◆ How to complete this task:
Look below for the line with "Task: set a dot on every instance of the windshield", and from there restate every line word for word until the entries end.

Stored items from a collection
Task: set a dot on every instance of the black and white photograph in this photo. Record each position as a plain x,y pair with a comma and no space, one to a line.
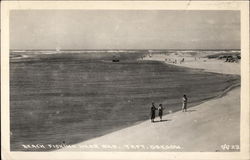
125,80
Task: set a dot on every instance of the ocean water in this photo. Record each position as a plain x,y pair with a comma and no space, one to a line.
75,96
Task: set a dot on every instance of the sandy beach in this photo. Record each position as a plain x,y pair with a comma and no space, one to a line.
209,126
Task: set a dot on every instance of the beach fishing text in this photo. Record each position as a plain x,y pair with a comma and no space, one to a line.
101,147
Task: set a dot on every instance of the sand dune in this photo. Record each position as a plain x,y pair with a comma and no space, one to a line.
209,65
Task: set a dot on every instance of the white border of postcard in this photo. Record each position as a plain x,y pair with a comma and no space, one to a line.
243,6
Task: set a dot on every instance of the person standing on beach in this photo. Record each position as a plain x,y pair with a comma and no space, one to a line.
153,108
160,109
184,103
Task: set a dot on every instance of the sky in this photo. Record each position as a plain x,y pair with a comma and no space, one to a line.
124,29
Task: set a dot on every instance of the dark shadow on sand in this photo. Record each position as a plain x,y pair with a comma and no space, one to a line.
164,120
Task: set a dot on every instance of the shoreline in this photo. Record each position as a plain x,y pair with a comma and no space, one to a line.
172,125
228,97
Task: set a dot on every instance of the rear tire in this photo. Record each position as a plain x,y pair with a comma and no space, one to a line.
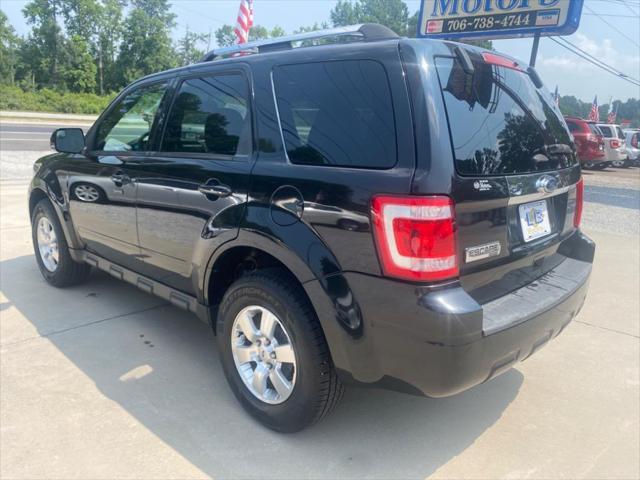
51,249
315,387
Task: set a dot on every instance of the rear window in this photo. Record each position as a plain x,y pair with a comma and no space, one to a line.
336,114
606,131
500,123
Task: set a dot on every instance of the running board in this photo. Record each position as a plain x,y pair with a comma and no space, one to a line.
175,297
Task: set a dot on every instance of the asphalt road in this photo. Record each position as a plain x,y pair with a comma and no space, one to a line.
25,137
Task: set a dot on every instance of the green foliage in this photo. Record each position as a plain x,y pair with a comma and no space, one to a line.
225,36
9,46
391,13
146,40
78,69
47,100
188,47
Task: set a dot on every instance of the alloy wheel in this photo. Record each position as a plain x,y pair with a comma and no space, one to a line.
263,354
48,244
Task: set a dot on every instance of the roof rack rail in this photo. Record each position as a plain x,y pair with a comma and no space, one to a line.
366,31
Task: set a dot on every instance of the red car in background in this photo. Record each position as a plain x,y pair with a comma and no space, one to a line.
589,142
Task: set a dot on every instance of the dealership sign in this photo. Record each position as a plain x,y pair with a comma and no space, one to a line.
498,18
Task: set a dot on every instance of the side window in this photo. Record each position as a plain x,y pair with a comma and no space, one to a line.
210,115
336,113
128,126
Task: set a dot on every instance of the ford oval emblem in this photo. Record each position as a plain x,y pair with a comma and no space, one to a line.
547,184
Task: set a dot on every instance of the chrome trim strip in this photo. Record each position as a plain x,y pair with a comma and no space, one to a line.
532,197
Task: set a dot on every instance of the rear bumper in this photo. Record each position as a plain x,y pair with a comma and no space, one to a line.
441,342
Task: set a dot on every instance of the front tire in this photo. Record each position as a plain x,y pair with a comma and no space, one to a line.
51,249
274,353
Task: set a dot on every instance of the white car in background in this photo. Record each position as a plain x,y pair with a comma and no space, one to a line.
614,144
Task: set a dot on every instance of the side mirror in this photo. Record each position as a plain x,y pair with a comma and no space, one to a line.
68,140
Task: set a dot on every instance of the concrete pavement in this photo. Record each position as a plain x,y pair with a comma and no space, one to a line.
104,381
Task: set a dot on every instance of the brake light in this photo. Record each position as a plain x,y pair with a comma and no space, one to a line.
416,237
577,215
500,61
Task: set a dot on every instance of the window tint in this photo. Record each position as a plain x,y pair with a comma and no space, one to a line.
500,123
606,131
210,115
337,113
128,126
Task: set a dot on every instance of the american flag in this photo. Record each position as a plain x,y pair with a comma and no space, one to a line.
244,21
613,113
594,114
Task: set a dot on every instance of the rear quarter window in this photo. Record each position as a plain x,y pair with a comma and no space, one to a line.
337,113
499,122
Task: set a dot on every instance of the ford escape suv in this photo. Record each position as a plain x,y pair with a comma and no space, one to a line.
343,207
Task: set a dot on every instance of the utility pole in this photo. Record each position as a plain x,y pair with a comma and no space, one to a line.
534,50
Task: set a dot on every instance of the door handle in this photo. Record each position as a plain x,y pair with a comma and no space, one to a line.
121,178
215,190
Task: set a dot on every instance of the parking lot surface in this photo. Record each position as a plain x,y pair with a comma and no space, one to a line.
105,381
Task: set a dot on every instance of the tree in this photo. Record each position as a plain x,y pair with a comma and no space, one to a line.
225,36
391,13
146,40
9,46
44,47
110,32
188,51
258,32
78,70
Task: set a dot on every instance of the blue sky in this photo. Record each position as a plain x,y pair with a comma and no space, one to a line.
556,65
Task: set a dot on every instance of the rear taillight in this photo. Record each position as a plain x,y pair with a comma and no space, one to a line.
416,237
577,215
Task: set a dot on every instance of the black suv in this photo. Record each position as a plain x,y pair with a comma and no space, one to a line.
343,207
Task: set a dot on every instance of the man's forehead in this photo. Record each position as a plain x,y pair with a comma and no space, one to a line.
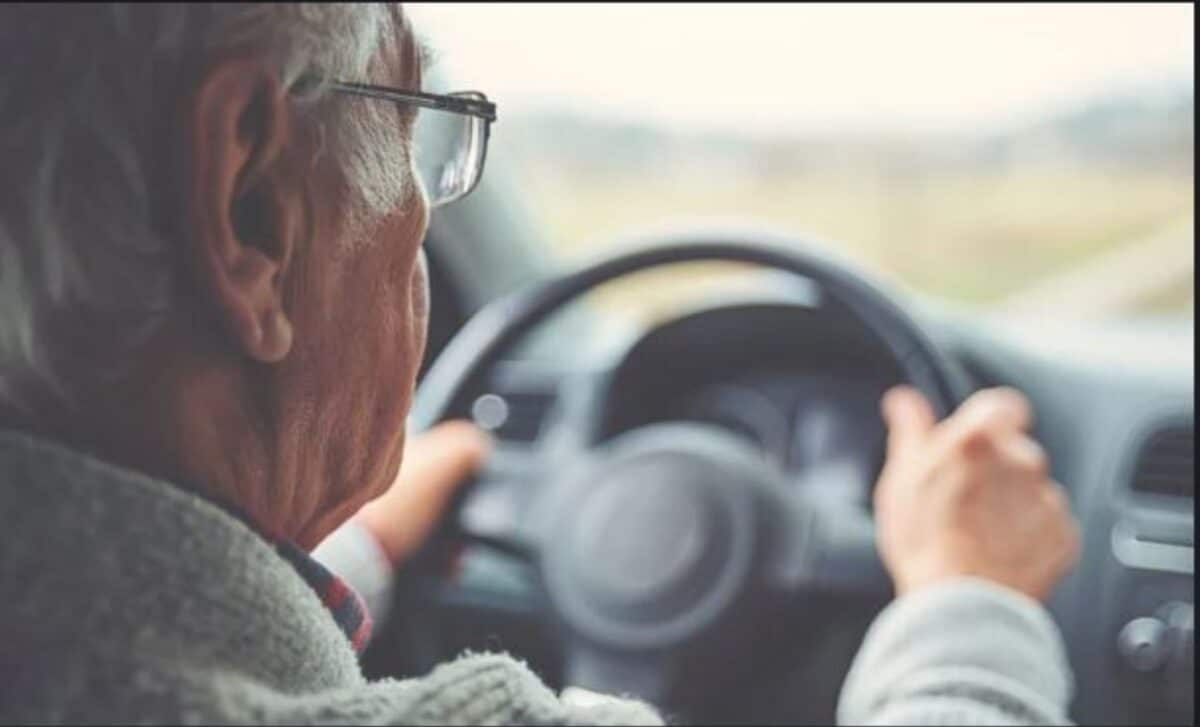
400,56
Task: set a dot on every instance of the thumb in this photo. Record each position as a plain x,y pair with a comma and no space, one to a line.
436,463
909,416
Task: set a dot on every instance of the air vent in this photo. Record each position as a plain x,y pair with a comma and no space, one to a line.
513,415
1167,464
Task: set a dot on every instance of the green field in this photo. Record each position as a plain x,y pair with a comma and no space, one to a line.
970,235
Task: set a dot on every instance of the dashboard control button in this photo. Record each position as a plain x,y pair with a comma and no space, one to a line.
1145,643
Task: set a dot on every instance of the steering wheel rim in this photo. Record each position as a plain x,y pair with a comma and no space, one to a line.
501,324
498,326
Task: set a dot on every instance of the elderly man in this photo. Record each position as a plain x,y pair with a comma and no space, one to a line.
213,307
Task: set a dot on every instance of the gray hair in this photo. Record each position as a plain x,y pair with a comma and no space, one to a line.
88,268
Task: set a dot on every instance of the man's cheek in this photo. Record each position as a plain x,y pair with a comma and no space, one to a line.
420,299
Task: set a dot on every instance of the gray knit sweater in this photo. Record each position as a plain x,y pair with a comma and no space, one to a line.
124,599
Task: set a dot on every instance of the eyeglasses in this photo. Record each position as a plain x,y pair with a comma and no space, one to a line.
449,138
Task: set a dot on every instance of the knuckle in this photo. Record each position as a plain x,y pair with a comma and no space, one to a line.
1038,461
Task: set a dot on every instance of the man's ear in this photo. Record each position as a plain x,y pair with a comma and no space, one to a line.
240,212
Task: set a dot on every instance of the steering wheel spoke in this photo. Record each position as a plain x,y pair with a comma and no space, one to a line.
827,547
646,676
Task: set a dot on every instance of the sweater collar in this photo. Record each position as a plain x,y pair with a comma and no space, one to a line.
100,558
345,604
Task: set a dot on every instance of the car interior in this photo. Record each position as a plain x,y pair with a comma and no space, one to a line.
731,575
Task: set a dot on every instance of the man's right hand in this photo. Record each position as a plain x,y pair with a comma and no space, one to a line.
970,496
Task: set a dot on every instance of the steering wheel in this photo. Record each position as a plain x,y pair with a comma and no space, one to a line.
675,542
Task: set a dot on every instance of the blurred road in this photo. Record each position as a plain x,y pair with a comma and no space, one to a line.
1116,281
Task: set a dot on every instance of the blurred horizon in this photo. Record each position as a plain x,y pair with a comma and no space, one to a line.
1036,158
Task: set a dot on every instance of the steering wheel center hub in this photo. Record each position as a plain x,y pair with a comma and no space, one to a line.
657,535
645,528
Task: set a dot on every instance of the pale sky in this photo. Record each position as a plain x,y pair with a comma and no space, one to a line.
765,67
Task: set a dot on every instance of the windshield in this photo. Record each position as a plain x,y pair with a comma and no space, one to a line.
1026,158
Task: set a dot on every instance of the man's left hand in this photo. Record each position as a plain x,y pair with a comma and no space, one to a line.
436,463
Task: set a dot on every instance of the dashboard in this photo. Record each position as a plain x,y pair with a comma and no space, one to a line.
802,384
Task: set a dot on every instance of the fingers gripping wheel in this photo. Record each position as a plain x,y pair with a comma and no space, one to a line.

◆ Answer section:
Task: set a dot on every instance of the windshield in this photo. Record each position as a plain x,y pair with a comma and no space, one to a line.
1026,158
Task: set a dot on every instance of the man's left hand in this photo. Record each position as a plain x,y pair with a comma and no space, one to a line.
436,463
Task: set a dot on every instance of the dashboard in this photo. Record each position as a plain x,y pair with a comma and no space, one to a line.
802,384
Task: set a dot on every instance of the fingers gripping wheel in this photo. Record each position as a plain x,y pair with a comma and no space, one to a line.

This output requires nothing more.